- REQUIRED TASK: List every line of the items below that contains the string "compact", copying each line in full. Case counts.

- DATA FOR THE TASK:
↓↓↓
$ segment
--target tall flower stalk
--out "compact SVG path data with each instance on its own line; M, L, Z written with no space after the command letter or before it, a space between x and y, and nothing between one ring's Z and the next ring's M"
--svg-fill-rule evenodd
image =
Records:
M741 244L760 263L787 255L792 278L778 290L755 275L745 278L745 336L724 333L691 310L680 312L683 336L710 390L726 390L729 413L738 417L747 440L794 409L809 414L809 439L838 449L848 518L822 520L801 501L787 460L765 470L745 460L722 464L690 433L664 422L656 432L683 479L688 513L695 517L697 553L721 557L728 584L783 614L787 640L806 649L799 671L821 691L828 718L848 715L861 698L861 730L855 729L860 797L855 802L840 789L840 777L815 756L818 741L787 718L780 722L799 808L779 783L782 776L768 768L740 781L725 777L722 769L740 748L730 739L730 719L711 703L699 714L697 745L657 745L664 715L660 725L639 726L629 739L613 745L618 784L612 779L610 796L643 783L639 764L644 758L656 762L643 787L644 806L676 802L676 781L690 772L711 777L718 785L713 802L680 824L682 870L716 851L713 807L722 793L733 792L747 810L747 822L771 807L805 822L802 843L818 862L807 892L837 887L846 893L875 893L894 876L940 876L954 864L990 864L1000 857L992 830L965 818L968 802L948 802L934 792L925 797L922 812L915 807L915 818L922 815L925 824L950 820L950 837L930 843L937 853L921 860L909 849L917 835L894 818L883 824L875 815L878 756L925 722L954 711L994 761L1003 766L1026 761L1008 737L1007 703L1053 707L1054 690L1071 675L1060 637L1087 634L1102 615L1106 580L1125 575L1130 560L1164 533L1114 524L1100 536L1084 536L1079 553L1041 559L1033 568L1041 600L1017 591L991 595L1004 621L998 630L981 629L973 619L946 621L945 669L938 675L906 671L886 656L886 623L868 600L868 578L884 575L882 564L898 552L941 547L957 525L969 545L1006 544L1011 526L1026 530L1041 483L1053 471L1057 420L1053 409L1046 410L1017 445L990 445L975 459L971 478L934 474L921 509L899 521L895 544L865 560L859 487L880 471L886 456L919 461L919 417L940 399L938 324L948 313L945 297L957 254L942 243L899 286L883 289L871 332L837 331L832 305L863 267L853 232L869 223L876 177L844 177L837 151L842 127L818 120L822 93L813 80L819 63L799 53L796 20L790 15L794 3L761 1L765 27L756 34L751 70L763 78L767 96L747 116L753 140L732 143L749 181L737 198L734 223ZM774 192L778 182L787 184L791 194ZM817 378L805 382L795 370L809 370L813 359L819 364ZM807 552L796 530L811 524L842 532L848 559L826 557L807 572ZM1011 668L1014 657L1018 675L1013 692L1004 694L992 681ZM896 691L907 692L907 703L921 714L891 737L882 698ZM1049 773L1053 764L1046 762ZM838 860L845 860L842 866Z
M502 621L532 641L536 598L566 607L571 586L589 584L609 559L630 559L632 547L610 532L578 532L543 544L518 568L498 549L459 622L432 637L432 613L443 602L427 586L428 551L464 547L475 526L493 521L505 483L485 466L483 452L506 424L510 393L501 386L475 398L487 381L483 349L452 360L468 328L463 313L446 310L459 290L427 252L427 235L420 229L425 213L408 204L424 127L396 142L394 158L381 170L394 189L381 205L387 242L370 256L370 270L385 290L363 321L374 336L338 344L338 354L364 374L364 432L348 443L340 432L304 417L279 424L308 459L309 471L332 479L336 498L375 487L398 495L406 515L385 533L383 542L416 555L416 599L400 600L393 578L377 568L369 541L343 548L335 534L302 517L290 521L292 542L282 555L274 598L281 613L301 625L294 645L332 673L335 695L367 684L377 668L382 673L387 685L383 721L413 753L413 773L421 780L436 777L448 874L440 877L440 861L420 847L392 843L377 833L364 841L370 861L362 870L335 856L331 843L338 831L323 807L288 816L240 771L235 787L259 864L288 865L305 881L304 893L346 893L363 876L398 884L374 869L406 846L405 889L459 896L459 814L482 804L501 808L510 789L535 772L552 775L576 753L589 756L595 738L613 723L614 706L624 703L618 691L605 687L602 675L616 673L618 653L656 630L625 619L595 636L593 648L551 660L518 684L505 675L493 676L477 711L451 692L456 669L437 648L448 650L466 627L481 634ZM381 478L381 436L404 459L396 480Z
↑↑↑
- PROBLEM SOLUTION:
--out "compact SVG path data with each instance on its own line; M, L, Z written with no space after the command letter or before it, a space between x and y, and nothing between one ring's Z and the next ring's M"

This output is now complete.